Task objective: Copy every line from the records below that holds the word "faucet".

Given records:
-*-
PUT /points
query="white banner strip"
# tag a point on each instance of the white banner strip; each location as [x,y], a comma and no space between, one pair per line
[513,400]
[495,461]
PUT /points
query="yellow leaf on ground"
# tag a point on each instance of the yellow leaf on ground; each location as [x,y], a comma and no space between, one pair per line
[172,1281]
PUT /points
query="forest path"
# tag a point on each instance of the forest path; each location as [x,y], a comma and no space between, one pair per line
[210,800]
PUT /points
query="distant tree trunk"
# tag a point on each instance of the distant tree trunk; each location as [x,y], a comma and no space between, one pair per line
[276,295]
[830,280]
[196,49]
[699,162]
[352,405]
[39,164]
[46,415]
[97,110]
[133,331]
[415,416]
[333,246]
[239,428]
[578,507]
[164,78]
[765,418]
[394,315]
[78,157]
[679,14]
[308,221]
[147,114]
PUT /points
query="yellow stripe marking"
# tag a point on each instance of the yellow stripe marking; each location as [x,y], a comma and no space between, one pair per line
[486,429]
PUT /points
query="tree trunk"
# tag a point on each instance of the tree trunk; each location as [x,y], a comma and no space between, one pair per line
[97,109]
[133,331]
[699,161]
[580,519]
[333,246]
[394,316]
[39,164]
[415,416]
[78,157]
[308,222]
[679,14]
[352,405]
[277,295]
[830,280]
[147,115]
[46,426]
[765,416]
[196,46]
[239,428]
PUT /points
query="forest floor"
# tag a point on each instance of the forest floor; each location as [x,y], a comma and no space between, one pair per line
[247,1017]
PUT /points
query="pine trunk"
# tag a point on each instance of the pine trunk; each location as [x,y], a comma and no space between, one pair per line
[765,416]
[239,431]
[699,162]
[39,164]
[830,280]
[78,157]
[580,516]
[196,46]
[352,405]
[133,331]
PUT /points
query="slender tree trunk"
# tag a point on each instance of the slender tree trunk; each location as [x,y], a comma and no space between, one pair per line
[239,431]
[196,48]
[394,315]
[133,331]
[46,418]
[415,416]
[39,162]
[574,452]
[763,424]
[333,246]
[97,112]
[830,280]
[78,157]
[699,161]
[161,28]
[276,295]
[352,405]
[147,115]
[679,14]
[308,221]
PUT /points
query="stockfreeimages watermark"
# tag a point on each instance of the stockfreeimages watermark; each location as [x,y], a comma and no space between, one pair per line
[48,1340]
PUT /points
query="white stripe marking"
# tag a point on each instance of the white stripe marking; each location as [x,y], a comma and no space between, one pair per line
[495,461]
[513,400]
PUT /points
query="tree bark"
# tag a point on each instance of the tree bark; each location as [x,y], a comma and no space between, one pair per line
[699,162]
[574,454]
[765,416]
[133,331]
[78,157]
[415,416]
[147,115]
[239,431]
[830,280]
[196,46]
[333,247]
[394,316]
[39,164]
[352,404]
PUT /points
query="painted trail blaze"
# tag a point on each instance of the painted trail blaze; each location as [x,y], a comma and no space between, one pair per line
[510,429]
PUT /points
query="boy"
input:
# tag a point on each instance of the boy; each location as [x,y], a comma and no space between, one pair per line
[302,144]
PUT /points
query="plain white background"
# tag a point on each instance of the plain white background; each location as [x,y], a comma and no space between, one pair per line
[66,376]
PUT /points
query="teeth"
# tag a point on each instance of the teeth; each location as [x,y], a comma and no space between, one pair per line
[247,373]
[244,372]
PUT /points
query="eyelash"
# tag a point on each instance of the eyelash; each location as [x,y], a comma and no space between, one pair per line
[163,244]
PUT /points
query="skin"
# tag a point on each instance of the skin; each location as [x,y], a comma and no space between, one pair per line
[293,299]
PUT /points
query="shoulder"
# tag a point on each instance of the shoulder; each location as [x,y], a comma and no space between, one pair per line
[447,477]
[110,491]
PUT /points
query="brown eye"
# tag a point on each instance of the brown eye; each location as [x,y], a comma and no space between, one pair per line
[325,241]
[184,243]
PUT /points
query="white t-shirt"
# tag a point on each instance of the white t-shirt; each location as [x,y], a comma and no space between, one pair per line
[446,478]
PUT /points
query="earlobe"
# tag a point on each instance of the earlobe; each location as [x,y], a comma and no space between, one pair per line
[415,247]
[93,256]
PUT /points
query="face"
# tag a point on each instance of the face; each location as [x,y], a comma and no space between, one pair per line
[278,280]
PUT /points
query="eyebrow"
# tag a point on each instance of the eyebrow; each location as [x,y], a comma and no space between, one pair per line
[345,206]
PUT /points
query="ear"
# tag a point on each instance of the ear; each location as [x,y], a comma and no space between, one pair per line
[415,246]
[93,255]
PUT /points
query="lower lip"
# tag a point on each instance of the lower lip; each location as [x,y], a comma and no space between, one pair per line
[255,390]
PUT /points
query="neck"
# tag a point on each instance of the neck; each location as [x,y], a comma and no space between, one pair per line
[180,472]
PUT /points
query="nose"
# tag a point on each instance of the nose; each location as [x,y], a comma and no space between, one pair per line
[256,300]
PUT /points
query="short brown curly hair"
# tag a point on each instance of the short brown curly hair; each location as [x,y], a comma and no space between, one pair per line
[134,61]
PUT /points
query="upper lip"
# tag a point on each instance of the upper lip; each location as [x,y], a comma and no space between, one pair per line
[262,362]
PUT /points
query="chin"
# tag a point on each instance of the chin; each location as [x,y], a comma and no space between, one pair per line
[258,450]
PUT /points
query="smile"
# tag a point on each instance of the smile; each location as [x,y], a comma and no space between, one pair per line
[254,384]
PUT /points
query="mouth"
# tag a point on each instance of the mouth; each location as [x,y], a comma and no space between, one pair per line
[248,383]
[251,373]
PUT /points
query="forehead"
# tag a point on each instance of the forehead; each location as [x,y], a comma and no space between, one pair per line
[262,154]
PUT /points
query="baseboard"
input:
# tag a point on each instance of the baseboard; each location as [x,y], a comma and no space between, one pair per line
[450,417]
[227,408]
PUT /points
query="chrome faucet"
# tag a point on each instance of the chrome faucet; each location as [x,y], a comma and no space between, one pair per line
-*-
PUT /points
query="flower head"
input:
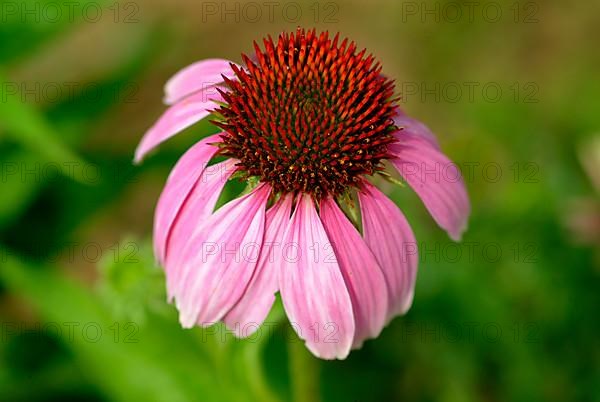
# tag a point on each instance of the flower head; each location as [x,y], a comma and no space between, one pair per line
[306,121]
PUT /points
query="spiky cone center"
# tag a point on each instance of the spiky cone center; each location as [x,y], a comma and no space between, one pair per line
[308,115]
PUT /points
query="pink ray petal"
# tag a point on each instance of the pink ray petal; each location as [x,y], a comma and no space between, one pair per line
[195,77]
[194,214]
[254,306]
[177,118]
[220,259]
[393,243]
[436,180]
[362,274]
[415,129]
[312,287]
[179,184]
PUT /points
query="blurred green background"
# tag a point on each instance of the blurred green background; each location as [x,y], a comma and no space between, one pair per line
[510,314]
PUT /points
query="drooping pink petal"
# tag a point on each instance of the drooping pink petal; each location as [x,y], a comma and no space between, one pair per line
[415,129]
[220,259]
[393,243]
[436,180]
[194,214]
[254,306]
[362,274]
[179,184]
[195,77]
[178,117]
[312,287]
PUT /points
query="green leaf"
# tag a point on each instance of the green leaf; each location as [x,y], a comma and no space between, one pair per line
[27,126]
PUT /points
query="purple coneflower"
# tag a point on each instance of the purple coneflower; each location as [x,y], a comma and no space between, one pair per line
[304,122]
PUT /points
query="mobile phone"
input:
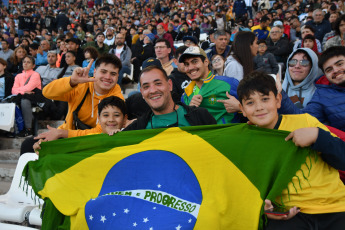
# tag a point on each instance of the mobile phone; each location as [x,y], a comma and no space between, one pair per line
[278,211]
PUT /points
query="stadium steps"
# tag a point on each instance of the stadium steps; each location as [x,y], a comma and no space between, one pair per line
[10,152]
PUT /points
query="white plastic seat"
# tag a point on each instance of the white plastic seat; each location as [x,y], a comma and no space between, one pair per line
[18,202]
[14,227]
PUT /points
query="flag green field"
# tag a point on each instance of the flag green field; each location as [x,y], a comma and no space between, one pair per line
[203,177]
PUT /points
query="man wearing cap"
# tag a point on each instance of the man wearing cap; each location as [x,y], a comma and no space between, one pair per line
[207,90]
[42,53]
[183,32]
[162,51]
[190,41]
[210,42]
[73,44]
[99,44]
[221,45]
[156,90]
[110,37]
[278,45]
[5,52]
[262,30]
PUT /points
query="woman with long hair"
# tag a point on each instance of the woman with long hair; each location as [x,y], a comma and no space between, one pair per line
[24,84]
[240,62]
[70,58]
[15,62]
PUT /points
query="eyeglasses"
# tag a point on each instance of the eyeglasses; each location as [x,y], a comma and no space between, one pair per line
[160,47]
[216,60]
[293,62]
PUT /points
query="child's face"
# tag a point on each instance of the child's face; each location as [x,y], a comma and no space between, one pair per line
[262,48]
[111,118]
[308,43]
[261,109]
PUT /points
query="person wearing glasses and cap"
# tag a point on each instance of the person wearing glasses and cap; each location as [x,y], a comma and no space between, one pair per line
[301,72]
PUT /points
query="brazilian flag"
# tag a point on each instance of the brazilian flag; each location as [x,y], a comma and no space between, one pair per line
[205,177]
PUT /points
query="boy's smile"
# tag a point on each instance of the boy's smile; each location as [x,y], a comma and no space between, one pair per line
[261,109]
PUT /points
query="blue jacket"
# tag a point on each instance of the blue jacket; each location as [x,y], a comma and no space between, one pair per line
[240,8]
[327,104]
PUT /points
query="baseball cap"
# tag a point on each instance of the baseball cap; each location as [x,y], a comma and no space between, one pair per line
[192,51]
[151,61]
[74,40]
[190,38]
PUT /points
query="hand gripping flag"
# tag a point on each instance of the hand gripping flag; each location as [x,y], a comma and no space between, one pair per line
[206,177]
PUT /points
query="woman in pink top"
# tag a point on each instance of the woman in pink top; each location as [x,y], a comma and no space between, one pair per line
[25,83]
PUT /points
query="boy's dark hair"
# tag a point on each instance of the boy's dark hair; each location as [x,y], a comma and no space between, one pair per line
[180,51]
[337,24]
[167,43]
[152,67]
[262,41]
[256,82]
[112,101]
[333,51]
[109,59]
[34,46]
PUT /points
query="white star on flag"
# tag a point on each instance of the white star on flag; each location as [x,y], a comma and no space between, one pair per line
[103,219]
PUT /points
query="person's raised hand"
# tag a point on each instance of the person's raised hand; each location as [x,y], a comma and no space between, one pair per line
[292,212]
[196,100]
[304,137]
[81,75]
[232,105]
-*-
Written solution:
query="chrome faucet"
# tag a point on each instance of the chrome faucet; each location as [x,y], a comma and no space between, one pair per line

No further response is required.